## [CHALLENGE]
Reproduce the line that holds "Target: racket strings" together with all the lines after it up to the end of the entries.

[Coordinate annotation records]
:::::

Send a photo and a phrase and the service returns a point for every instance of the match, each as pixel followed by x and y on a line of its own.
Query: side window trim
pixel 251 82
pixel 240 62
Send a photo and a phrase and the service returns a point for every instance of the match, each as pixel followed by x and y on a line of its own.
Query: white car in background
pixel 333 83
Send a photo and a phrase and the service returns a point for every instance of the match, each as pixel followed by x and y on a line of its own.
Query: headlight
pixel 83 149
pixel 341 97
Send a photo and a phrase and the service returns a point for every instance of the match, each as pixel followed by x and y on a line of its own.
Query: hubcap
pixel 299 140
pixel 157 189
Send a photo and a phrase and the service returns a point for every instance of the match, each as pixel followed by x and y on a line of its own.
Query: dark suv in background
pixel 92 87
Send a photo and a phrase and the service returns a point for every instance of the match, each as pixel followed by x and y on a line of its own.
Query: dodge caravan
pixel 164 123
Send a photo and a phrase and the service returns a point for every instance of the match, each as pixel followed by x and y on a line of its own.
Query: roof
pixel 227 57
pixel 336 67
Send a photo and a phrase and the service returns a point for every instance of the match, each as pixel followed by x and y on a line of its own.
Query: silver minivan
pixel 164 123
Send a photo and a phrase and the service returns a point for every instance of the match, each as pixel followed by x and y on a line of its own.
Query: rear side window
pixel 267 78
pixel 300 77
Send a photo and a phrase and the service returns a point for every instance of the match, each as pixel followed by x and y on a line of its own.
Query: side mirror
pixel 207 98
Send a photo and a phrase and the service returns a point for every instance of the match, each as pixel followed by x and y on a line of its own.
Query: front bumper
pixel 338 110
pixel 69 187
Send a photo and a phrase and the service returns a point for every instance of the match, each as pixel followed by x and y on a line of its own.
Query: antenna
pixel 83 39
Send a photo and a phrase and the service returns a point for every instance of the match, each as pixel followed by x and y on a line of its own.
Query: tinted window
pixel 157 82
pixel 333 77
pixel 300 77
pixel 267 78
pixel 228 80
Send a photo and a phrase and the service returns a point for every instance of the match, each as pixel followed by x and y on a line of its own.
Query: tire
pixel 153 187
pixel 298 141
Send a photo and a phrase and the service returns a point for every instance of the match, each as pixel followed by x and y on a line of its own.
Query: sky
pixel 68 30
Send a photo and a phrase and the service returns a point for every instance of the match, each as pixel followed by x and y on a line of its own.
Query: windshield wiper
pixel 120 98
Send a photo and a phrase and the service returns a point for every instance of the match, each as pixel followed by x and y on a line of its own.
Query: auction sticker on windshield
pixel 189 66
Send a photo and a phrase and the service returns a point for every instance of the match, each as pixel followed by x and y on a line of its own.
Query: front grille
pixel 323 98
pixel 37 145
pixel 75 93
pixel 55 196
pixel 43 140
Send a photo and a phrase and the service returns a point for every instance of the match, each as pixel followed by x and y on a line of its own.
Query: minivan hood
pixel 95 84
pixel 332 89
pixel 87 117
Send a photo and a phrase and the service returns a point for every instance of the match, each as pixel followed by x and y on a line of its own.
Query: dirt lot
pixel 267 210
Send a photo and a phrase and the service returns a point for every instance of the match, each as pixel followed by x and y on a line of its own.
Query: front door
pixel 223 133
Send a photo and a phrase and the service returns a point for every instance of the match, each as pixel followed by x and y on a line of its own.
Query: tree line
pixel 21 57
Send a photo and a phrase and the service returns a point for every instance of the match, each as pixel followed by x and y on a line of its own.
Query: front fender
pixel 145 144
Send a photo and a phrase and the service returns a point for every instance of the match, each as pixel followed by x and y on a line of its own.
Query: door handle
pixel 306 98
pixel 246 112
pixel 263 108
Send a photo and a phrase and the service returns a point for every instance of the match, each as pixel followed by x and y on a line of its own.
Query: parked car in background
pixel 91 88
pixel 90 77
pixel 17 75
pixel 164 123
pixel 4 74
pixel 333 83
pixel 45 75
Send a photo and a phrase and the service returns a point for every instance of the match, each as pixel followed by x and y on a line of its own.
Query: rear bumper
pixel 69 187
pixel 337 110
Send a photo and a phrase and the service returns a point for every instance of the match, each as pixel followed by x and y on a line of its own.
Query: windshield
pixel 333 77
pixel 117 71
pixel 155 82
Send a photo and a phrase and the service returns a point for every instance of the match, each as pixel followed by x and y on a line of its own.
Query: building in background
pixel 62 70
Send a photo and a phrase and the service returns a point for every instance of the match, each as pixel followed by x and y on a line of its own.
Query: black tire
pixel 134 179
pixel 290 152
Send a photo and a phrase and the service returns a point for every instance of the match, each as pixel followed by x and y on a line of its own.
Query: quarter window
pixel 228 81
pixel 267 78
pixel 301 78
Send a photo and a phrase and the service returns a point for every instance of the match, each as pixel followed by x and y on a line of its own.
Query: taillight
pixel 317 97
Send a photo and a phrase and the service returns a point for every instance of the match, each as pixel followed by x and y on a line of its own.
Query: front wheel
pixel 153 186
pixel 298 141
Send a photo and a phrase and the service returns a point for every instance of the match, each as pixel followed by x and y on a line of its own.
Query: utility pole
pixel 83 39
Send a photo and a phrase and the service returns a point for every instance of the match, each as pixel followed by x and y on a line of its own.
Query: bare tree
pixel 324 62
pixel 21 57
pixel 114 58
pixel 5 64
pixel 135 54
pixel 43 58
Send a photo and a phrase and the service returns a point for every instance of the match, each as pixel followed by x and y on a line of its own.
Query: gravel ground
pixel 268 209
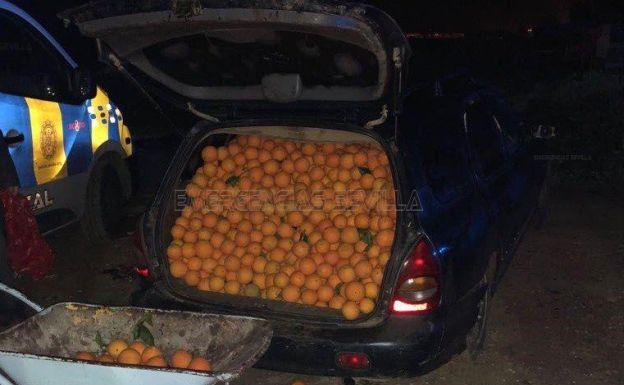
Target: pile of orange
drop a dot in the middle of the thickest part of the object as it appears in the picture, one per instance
(309, 223)
(137, 353)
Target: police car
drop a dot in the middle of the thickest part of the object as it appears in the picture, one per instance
(67, 139)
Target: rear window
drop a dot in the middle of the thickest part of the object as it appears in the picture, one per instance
(485, 140)
(241, 58)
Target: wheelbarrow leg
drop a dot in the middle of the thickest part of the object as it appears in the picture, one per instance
(5, 379)
(17, 294)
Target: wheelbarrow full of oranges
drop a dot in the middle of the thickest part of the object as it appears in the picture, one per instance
(75, 343)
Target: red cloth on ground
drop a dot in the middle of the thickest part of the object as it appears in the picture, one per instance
(28, 252)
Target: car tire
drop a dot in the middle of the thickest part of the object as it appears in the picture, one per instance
(108, 191)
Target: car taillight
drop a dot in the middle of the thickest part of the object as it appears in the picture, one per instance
(353, 361)
(418, 287)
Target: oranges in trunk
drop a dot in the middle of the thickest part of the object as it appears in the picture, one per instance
(301, 222)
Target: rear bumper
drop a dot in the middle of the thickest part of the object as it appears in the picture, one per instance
(399, 347)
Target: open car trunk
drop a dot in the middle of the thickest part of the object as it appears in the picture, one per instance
(174, 197)
(224, 56)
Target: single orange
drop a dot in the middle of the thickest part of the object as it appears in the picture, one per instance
(346, 274)
(129, 357)
(307, 266)
(331, 235)
(150, 352)
(297, 279)
(290, 293)
(217, 283)
(372, 290)
(181, 359)
(178, 269)
(245, 275)
(363, 269)
(313, 282)
(192, 278)
(354, 291)
(157, 362)
(232, 287)
(200, 364)
(309, 297)
(350, 310)
(350, 235)
(325, 293)
(107, 358)
(337, 302)
(385, 238)
(301, 249)
(85, 356)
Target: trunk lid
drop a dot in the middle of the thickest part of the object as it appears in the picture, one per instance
(226, 58)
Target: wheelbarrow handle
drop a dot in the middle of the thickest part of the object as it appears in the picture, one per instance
(19, 295)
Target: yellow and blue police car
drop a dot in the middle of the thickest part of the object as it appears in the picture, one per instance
(67, 139)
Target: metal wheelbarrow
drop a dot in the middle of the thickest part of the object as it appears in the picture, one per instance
(40, 350)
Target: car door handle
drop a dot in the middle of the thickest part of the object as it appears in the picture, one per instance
(13, 138)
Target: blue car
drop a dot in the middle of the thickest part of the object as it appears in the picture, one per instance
(465, 178)
(68, 139)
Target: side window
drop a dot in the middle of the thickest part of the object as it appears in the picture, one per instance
(29, 66)
(484, 133)
(445, 160)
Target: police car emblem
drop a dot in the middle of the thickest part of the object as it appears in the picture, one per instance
(48, 139)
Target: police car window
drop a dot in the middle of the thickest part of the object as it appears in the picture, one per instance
(485, 140)
(445, 161)
(28, 65)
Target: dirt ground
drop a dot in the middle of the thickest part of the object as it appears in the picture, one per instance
(557, 319)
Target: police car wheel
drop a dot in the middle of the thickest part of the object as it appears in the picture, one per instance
(107, 193)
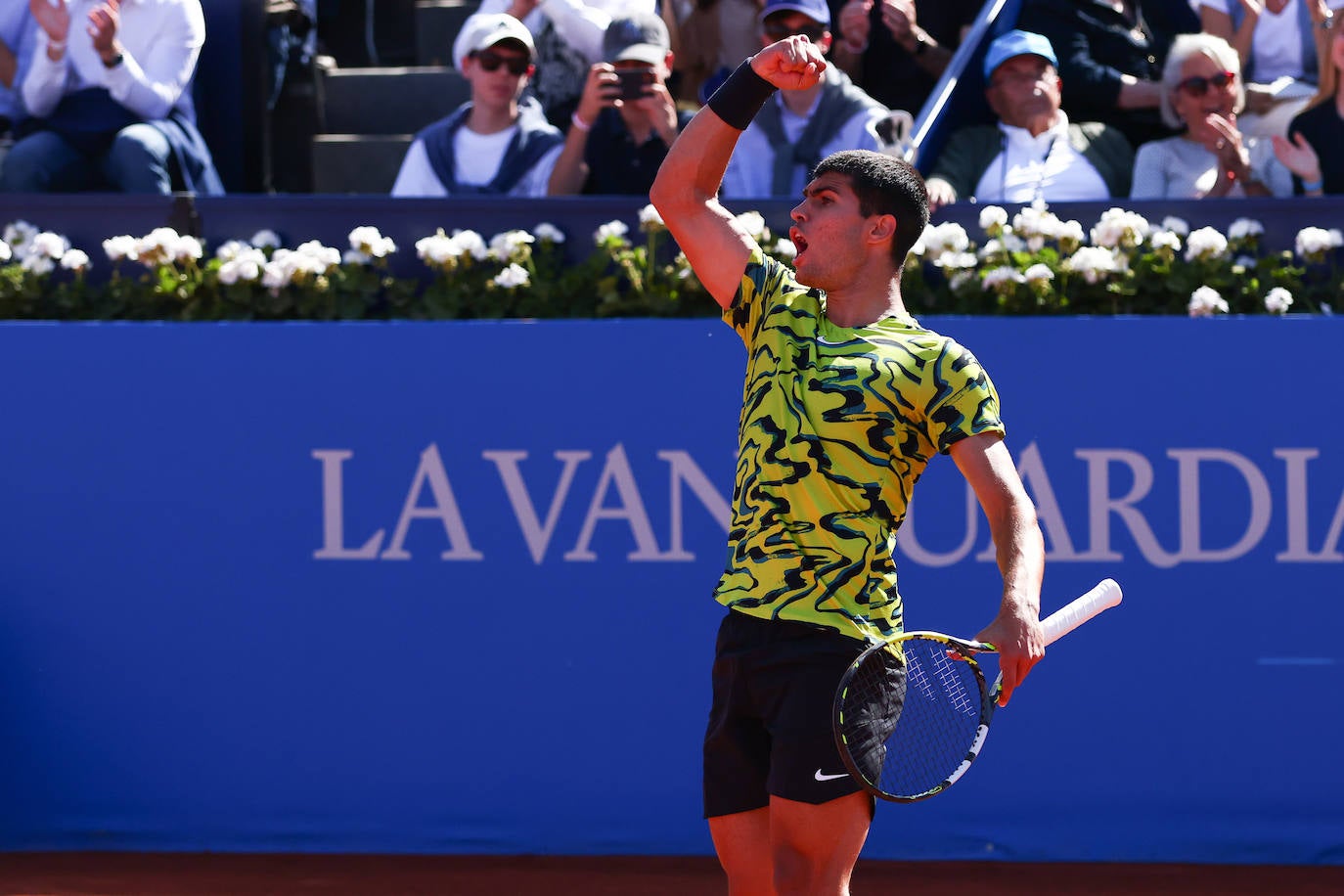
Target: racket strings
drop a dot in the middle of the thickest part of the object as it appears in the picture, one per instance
(910, 740)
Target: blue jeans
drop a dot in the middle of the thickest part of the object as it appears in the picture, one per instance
(139, 161)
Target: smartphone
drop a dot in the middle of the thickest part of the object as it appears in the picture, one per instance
(635, 82)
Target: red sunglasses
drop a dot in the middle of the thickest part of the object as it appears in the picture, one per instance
(1197, 86)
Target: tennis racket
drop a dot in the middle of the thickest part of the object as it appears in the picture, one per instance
(912, 715)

:::::

## [ANSWER TO THIS EXERCISE]
Target: racket strings
drop a dot in the middle of the thickest part of the object as it appears in the picture, one per instance
(910, 740)
Target: blue jeans
drop a dot in the middle of the thickest part of the object as it appears in the picture, one per instance
(139, 161)
Target: smartphone
drop a dot in the middle of the thickest part of the object as it appears in the picture, one per instance
(635, 82)
Target: red sunglasses
drop a dot in the middle of the thickest part of the object as it appears in the picture, one per instance
(1197, 86)
Target: tennis racket
drop a dot in the middle of the thickest part of the object as it appears in the picture, one per instance
(912, 715)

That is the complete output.